--- Vorliegender Text ---

Nach dem Prologgedicht sind es zunächst die so genannten passer-Gedichte, denen sich der chronologische Leser der carmina des lateinischen Poeten C. Valerius Catullus zu widmen hat. „No poems of Catullus were better known in the antiquity“ schreibt Fordyce über sie und dieser Satz scheint auch sich auch noch für die heutige Zeit zu bewahrheiten. Mit Vorliebe finden sie beispielsweise als Lektüre im Lateinunterricht Anwendung, stellen sie sich doch neben ihrer Eleganz und Schönheit als sprachlich nicht zu komplex dar und der Dichter scheint auf seine nicht selten angewandte Obszönität zu verzichten. So populär diese Schöpfungen des antiken Dichters sind, so umstritten sind sie in der Forschung, da sie reichlich Anlass zu kontroverser Diskussion bieten. Es sind zwei der Hauptstreitpunkte, auf die in dieser problemorientierten Hausarbeit insbesondere eingegangen werden soll.
Der eine betrifft Überlieferungsschwierigkeiten in Bezug auf carmen 2: In den Handschriften erscheinen nämlich zwischen den beiden Gedichten drei Zeilen, in welchen sich dem Augen-schein nach ein inhaltlicher Bruch zu c. 2 zu vollziehen scheint. Deshalb gelten sie in den Textausgaben zumeist als Fragment 2a oder 2b eines verlorenen Gedichtes. Das Lager der „Separatisten“ vertritt diese Abtrennung, während die „Unitaristen“ durchaus eine inhaltliche Gedankenfolge und eine logische Verbindung erkennen wollen und daher die Plausibilität des Anschlusses an carmen 2 betonen. In dieser Arbeit werden die besagten Zeilen in Anlehnung an die Textausgabe als carmen 2b behandelt.
Inhaltsverzeichnis:
1. Einleitung
2. Stil der „Passergedichte“ und ihre Tradition
2.1 carmen 2
2.2 Carmen 3
3. Carmen 2b
3.1 Carmen 2b?

--- Bereitgestellte Datensätze ---

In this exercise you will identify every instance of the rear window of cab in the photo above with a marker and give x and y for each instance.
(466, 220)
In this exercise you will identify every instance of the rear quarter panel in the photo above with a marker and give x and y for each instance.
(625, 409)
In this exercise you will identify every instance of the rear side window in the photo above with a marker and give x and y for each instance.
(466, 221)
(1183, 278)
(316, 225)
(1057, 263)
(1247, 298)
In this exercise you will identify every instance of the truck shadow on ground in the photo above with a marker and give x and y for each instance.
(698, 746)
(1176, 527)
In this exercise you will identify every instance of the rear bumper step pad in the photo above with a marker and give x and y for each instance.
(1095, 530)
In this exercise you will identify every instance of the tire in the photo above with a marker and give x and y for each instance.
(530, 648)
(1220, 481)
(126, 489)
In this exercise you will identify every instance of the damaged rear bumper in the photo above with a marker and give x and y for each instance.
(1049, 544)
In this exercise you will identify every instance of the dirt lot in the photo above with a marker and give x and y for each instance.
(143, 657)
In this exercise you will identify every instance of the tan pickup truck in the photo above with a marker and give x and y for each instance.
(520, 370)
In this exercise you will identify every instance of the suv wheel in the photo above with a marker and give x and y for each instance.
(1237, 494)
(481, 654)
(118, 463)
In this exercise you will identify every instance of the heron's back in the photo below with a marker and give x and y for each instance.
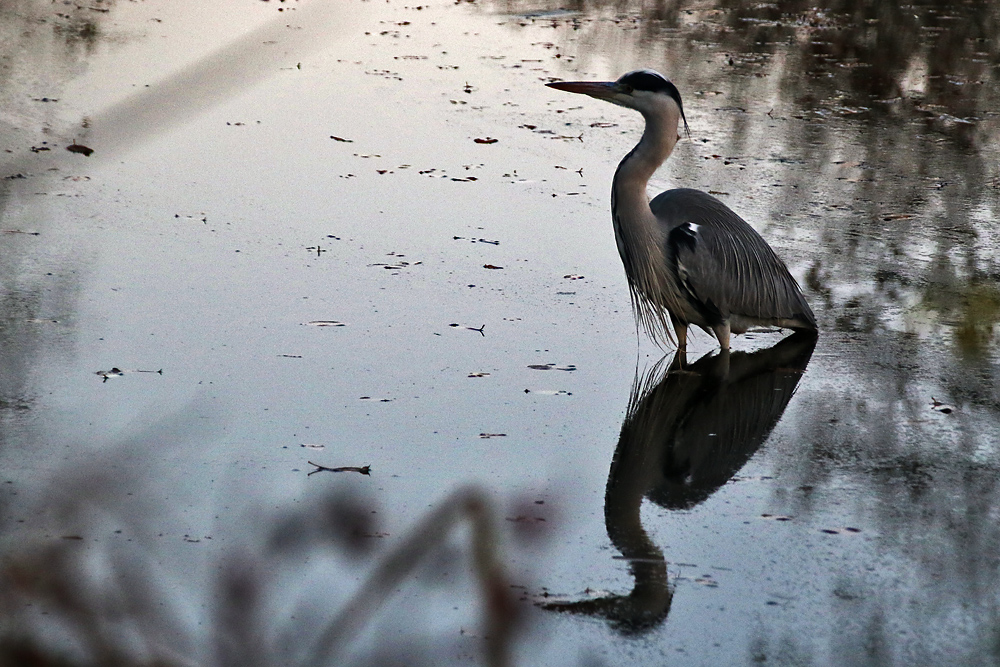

---

• [Aufgabenstellung]:
- 1) Gib den Text über Catulls Passer-Gedichte von „Der eine betrifft“ bis „carmen 2b behandelt.“, beides eingeschlossen, wortgetreu wieder.
- 2) Schreib den Text über Catulls Passer-Gedichte im Anschluss an seine letzte Zeile weiter.

• [Ergebnisse in Reihenfolge]:
- 1)
Der eine betrifft Überlieferungsschwierigkeiten in Bezug auf carmen 2: In den Handschriften erscheinen nämlich zwischen den beiden Gedichten drei Zeilen, in welchen sich dem Augen-schein nach ein inhaltlicher Bruch zu c. 2 zu vollziehen scheint. Deshalb gelten sie in den Textausgaben zumeist als Fragment 2a oder 2b eines verlorenen Gedichtes. Das Lager der „Separatisten“ vertritt diese Abtrennung, während die „Unitaristen“ durchaus eine inhaltliche Gedankenfolge und eine logische Verbindung erkennen wollen und daher die Plausibilität des Anschlusses an carmen 2 betonen. In dieser Arbeit werden die besagten Zeilen in Anlehnung an die Textausgabe als carmen 2b behandelt.

- 2)
4. Interpretation der Passergedichte
4.1 Das Wortfeld der Liebe und Erotik
4.2 Der passer als erotische Metapher?
4.3 Der passer als passer
5. Schluss
6. Literaturverzeichnis
6.1 Quellen und Catullausgaben
6.2. Sekundärliteratur
1. Einleitung
Nach dem Prologgedicht sind es zunächst die so genannten passer -Gedichte, denen sich der chronologische Leser der carmina des lateinischen Poeten C. Valerius Catullus zu widmen hat. „No poems of Catullus were better known in the antiquity“[1] schreibt Fordyce über sie und dieser Satz scheint auch sich auch noch für die heutige Zeit zu bewahrheiten. Mit Vorliebe finden sie beispielsweise als Lektüre im Lateinunterricht Anwendung, stellen sie sich doch neben ihrer Eleganz und Schönheit als sprachlich nicht zu komplex dar und der Dichter scheint auf seine nicht selten angewandte Obszönität zu verzichten. So populär diese Schöpfungen des antiken Dichters sind, so umstritten sind sie in der Forschung, da sie reichlich Anlass zu kontroverser Diskussion bieten. Es sind zwei der Hauptstreitpunkte, auf die in dieser problemorientierten Hausarbeit insbesondere eingegangen werden soll.
Der eine betrifft Überlieferungsschwierigkeiten in Bezug auf carmen 2: In den Handschriften erscheinen nämlich zwischen den beiden Gedichten drei Zeilen, in welchen sich dem Augenschein nach ein inhaltlicher Bruch zu c. 2 zu vollziehen scheint. Deshalb gelten sie in den Textausgaben zumeist als Fragment 2a oder 2b eines verlorenen Gedichtes. Das Lager der „Separatisten“[2] vertritt diese Abtrennung, während die „Unitaristen“[3] durchaus eine inhaltliche Gedankenfolge und eine logische Verbindung erkennen wollen und daher die Plausibilität des Anschlusses an carmen 2 betonen. In dieser Arbeit werden die besagten Zeilen in Anlehnung an die Textausgabe als carmen 2b behandelt.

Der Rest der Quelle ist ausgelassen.